**Task goal**:
Render the stretch of the data from the line containing "target: bird's claw" through the end of the data as a Markdown table, using only those lines and skipping blank ones. Use two columns: n for the row number and Line for the text of the line.

**The input**:
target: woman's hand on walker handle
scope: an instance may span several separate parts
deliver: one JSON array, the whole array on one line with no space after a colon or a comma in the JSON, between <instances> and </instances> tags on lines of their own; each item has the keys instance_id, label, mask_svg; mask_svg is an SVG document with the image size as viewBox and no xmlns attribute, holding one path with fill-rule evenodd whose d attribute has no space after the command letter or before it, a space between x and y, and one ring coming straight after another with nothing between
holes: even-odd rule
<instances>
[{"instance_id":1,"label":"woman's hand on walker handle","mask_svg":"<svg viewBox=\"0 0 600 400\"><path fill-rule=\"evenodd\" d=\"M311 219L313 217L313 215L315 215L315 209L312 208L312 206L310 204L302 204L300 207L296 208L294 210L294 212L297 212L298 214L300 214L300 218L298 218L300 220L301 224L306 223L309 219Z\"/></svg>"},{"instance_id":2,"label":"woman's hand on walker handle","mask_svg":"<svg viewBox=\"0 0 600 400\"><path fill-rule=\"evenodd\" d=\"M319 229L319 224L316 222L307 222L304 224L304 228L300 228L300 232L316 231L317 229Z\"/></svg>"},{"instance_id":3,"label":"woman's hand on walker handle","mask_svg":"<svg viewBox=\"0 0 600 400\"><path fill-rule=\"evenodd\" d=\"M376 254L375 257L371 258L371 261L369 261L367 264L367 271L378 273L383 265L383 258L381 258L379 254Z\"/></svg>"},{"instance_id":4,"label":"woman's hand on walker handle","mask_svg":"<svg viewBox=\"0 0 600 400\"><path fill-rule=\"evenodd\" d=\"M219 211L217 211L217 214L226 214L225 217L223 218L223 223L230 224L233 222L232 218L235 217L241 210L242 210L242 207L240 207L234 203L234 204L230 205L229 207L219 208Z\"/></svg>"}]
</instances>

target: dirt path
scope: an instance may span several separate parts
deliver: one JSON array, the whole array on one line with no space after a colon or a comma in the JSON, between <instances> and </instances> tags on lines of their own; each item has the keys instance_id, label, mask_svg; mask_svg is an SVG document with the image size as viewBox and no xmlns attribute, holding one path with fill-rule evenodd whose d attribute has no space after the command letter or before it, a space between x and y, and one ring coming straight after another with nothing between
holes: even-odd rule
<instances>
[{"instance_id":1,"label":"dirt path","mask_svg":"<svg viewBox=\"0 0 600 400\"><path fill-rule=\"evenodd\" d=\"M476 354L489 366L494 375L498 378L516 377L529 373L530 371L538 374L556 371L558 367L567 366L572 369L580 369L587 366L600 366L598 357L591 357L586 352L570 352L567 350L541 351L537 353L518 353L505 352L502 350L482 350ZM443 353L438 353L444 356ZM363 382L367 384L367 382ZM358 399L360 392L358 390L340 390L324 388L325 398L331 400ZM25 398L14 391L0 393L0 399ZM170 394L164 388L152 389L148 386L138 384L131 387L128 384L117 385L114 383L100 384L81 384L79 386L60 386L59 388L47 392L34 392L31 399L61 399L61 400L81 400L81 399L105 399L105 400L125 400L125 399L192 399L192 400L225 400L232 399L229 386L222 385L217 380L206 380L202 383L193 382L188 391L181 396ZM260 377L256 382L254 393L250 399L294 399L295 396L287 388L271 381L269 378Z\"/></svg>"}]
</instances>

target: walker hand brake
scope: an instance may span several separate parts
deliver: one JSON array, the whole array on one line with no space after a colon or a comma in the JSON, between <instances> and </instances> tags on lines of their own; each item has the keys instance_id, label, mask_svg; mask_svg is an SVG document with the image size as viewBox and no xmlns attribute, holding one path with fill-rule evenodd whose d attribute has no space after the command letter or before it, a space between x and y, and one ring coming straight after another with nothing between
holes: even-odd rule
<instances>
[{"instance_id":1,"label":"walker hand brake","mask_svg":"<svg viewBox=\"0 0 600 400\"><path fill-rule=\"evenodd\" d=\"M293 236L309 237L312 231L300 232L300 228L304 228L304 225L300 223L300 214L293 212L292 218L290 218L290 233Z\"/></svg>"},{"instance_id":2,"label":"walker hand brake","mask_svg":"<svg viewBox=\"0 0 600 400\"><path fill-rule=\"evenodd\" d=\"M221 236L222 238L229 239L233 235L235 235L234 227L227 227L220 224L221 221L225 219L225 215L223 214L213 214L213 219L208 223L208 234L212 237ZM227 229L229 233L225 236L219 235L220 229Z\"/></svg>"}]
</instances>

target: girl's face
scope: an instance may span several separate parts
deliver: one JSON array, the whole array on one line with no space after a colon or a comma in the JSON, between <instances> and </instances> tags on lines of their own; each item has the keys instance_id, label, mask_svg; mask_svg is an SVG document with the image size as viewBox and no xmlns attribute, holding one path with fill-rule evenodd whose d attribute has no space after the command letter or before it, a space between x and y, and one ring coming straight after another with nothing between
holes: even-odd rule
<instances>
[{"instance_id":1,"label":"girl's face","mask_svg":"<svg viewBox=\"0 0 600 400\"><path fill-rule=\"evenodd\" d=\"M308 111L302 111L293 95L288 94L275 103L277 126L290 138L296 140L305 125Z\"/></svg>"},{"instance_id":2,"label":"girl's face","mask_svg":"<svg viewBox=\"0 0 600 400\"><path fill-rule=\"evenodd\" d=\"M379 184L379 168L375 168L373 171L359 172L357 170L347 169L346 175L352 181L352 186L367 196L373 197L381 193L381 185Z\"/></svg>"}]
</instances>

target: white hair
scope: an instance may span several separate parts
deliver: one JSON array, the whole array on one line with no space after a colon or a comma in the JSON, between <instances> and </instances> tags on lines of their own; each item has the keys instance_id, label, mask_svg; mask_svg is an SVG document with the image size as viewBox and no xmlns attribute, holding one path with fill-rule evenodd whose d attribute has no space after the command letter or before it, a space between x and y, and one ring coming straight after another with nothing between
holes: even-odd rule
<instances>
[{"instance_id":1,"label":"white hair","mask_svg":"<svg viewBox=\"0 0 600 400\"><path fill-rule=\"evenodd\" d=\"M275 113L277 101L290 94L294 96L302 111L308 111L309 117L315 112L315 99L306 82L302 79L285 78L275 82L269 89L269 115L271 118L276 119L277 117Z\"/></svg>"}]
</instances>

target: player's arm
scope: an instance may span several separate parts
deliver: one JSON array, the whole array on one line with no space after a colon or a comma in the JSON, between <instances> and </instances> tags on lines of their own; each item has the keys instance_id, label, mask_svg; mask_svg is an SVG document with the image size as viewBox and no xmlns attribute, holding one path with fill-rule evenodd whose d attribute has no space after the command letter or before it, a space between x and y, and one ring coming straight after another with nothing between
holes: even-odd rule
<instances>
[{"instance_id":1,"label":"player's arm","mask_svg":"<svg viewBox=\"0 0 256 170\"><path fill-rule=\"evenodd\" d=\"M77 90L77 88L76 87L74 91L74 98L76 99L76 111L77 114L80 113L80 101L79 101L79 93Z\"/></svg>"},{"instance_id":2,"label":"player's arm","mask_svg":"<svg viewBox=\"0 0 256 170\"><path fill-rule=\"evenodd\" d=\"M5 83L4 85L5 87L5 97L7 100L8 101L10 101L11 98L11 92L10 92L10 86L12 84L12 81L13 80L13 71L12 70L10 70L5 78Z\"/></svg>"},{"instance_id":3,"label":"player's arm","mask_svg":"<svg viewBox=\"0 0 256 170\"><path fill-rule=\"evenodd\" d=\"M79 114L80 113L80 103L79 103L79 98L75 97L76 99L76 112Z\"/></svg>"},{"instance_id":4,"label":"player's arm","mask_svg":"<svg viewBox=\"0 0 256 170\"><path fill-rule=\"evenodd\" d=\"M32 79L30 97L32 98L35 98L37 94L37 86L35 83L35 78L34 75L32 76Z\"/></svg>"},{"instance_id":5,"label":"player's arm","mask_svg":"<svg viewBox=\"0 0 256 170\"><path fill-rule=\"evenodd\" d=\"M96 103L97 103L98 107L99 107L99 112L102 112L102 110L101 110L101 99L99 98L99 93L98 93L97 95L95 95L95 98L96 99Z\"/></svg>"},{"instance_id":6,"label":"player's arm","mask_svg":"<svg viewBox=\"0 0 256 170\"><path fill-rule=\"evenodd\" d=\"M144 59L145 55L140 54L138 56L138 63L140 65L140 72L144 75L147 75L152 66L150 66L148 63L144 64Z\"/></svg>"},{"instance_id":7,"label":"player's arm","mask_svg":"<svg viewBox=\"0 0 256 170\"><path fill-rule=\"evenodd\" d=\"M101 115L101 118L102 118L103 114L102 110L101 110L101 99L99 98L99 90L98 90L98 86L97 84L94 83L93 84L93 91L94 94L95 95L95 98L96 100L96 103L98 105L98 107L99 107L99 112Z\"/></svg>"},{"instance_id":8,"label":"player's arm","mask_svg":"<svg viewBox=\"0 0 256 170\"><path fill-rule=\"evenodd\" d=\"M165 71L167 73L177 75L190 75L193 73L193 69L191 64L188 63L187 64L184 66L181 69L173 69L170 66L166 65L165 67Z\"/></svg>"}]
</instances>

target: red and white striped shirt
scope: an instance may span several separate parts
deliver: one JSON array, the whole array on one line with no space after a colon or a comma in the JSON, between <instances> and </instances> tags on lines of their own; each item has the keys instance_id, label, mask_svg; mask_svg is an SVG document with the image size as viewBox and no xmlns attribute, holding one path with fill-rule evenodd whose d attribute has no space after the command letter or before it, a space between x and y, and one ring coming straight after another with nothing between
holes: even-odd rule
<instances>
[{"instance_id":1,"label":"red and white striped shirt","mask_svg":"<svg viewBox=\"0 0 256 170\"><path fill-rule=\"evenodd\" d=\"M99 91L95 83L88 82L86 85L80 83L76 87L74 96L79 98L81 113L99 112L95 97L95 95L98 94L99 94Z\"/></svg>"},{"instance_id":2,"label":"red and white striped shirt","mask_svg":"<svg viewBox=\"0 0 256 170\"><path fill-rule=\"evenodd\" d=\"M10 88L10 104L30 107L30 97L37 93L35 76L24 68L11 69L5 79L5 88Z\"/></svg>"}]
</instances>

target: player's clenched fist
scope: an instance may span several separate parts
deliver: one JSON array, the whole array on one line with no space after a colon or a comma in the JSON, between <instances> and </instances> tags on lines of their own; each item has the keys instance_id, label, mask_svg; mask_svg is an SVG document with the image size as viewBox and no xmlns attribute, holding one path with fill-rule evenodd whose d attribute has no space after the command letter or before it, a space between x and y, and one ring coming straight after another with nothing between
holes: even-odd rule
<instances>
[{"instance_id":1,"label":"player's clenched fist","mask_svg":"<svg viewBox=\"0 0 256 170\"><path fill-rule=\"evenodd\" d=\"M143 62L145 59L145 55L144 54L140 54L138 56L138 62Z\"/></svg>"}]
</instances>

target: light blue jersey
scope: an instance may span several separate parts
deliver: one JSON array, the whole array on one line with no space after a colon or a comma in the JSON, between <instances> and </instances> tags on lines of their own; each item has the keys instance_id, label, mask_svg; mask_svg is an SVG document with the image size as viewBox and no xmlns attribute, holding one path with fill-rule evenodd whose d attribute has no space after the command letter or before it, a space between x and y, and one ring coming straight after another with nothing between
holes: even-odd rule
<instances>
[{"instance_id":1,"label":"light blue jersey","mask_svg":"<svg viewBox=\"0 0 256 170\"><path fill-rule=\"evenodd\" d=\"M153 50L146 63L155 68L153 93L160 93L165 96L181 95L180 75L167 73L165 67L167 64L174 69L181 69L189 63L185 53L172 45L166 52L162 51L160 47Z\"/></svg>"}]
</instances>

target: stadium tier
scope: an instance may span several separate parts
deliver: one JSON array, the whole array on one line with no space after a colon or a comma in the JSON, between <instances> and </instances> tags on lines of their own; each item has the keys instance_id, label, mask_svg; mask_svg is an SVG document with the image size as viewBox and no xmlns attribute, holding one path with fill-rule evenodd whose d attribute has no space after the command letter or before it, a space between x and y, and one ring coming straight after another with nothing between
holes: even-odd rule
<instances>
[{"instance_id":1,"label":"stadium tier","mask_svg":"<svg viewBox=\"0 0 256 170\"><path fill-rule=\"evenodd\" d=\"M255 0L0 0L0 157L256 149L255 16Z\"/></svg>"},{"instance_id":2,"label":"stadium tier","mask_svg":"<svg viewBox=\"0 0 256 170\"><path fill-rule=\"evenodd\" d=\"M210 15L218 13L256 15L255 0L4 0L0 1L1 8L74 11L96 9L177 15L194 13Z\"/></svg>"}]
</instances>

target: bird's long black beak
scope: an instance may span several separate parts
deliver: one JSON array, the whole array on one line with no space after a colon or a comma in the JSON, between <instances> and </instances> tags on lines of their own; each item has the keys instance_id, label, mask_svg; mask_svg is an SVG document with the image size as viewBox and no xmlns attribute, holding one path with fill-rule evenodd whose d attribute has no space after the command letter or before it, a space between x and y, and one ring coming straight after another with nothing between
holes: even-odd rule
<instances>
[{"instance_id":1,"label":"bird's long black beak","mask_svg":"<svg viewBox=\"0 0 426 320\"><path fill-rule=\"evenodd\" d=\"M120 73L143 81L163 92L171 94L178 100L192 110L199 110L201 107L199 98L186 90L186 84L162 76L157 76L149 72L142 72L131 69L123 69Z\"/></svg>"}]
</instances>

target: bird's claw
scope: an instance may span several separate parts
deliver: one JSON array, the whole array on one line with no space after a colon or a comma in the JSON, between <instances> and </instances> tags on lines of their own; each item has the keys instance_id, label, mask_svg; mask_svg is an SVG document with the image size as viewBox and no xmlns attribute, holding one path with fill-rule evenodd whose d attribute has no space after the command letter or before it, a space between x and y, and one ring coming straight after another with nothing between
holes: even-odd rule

**Result**:
| n | Line |
|---|---|
| 1 | target: bird's claw |
| 2 | scope: an instance may span several separate parts |
| 3 | deliver: one JSON array, the whole array on one line with no space after a colon or a comma in the JSON, between <instances> and </instances> tags on lines of their own; each item has the keys instance_id, label, mask_svg; mask_svg is an SVG document with the image size as viewBox and no xmlns attribute, holding one path with fill-rule evenodd whose d attribute has no space after the command letter or before it, a space between x and y, and one ring coming straight after another with nothing between |
| 4 | holes: even-odd rule |